→ What you are asked to do: Arrange the lines of the records below as a Markdown table with the columns Row and Line, starting at the line that contains "Exercise. Mark every instance of the white baseboard" and ending at the line that contains "[(806, 113)]". Number each row and leave out blank lines.
--
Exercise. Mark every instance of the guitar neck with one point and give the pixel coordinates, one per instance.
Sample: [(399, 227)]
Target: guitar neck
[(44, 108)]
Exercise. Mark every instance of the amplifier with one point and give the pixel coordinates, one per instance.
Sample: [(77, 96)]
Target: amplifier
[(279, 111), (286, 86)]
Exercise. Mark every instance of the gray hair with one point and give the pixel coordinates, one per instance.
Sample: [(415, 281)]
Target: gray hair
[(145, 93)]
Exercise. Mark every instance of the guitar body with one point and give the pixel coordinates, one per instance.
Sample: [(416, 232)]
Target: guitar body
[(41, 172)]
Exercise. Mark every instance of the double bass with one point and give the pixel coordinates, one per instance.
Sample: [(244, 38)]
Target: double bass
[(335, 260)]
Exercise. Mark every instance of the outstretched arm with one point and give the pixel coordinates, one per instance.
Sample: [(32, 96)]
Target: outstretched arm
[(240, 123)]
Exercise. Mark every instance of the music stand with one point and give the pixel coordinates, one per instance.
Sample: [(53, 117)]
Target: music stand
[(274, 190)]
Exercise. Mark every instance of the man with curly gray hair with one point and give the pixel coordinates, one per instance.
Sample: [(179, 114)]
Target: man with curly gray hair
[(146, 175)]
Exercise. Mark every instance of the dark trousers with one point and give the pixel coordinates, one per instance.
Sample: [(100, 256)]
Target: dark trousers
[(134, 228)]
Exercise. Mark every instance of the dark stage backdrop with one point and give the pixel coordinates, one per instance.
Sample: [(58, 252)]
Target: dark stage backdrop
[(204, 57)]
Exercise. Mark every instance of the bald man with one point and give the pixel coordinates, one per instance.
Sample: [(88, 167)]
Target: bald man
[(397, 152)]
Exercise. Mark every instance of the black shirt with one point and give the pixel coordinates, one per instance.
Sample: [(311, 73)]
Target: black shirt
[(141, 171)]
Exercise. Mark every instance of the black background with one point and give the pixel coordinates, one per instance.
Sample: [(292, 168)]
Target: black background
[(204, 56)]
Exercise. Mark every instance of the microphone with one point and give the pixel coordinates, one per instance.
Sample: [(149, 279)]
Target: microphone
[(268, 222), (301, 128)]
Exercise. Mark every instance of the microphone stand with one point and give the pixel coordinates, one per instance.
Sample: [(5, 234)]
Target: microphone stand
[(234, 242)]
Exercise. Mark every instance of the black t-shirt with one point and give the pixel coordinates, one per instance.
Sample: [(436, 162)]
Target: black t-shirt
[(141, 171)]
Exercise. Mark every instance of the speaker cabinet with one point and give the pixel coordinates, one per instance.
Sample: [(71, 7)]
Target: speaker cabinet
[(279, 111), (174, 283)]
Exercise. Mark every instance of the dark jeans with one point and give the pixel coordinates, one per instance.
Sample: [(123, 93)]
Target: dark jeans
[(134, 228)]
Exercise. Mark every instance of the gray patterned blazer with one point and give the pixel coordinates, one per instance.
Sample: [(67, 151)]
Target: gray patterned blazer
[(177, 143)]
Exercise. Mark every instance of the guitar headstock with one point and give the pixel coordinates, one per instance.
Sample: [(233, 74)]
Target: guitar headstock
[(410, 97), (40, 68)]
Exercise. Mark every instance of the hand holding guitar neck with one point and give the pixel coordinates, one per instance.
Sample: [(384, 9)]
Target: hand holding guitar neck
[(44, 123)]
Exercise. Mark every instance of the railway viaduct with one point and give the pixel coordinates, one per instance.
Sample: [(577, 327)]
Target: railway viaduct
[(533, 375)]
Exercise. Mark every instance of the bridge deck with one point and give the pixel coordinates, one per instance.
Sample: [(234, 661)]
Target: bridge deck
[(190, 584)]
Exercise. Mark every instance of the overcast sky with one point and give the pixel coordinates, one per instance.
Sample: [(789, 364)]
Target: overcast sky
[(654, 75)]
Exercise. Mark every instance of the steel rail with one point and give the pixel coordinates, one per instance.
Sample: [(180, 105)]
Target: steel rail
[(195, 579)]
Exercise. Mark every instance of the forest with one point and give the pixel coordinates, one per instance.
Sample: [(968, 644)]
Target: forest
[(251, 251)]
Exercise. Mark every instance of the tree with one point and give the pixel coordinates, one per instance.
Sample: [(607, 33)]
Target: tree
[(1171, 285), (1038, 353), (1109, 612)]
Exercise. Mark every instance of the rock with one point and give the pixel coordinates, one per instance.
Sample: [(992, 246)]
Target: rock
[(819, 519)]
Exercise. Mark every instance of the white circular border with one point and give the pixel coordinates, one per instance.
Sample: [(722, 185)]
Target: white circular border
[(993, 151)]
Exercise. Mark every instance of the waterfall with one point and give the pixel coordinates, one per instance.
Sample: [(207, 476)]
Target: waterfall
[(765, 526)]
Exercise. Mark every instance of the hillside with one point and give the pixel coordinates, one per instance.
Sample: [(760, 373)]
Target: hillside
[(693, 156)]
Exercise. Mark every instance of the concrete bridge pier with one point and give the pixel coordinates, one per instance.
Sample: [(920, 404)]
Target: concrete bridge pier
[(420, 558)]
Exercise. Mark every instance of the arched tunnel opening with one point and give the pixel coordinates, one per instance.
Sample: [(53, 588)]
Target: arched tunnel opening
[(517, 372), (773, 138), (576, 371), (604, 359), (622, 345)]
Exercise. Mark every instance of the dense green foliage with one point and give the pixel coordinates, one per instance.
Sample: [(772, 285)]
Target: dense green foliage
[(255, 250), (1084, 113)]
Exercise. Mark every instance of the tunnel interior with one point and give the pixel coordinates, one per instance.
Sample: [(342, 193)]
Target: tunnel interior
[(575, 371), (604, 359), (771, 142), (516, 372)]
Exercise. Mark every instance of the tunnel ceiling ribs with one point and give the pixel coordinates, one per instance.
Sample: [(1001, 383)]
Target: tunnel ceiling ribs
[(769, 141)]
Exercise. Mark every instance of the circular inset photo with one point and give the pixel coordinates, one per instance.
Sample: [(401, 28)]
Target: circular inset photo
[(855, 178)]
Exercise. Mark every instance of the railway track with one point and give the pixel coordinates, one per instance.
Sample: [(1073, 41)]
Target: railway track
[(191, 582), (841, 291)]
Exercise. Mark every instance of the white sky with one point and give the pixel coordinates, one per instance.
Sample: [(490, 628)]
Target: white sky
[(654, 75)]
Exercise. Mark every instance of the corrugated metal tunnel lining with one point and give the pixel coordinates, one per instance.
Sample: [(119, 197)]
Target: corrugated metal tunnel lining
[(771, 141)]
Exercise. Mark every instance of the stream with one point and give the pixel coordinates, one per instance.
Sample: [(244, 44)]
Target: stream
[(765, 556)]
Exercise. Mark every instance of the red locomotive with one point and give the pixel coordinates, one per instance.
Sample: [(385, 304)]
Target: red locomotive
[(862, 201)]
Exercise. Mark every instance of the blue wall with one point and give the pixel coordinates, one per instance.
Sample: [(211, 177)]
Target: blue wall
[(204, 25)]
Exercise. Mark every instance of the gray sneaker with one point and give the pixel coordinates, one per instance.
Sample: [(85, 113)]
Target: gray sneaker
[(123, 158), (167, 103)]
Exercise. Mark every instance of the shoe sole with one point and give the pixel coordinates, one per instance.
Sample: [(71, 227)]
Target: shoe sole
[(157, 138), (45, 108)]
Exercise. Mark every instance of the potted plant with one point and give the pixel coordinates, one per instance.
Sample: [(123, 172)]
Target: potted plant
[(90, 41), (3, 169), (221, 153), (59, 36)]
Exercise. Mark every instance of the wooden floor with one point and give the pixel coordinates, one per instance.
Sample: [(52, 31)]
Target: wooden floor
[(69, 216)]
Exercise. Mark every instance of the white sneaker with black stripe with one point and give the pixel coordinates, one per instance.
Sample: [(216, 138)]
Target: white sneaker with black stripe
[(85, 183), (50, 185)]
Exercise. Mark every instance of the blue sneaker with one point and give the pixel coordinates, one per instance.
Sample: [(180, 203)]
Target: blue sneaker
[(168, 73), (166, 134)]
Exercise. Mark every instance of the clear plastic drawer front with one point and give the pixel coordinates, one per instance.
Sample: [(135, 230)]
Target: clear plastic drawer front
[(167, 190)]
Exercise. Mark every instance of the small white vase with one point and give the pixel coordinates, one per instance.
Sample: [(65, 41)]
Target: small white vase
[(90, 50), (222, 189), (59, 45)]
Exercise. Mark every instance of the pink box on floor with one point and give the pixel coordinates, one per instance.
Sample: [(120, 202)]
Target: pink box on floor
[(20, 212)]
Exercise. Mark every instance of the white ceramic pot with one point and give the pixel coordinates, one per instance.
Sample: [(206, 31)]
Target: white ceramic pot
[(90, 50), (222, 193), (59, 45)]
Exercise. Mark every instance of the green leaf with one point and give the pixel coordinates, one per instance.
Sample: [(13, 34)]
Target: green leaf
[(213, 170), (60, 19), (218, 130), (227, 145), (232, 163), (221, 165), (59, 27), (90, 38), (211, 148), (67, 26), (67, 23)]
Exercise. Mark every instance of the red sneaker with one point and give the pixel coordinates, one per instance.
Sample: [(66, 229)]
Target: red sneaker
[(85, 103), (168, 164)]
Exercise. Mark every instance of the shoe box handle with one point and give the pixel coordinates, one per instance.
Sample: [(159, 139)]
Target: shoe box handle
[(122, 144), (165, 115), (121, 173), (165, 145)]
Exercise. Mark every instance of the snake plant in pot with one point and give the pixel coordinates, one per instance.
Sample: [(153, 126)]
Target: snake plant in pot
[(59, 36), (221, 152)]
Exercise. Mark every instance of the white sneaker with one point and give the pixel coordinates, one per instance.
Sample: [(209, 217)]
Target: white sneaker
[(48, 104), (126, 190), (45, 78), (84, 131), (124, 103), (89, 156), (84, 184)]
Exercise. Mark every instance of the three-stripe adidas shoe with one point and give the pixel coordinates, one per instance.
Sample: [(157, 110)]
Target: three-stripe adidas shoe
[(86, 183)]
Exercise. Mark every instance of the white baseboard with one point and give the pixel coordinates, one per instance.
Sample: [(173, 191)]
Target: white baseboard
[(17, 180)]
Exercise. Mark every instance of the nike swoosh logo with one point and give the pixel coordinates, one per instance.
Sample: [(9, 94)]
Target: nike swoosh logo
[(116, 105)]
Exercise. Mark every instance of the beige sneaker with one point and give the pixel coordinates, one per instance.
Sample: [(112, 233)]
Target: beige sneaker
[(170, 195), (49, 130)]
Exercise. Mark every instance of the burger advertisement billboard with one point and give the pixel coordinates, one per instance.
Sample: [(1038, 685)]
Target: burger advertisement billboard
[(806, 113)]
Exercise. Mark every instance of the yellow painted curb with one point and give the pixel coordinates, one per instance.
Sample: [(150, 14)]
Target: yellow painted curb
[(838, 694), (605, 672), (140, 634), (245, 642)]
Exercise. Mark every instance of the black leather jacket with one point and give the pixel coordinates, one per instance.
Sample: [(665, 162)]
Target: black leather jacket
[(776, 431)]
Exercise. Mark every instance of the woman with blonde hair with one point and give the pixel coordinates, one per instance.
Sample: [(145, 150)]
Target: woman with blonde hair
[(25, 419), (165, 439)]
--
→ Task result:
| Row | Line |
|---|---|
| 1 | Exercise. Mark every instance of the white baseboard with one point and give the pixel coordinates, one per instance. |
| 2 | Sample: [(173, 191)] |
| 3 | Target: white baseboard |
| 4 | [(17, 180)] |
| 5 | Exercise. Mark every instance of the nike swoosh logo with one point and give the pixel coordinates, one per instance. |
| 6 | Sample: [(9, 94)] |
| 7 | Target: nike swoosh logo |
| 8 | [(116, 105)] |
| 9 | Exercise. Mark every instance of the beige sneaker with one point and give the pixel coordinates, one per instance. |
| 10 | Sample: [(112, 233)] |
| 11 | Target: beige sneaker |
| 12 | [(170, 195), (49, 130)] |
| 13 | Exercise. Mark every instance of the burger advertisement billboard with one point and give the pixel coordinates, one per instance. |
| 14 | Sample: [(1038, 685)] |
| 15 | Target: burger advertisement billboard |
| 16 | [(806, 113)] |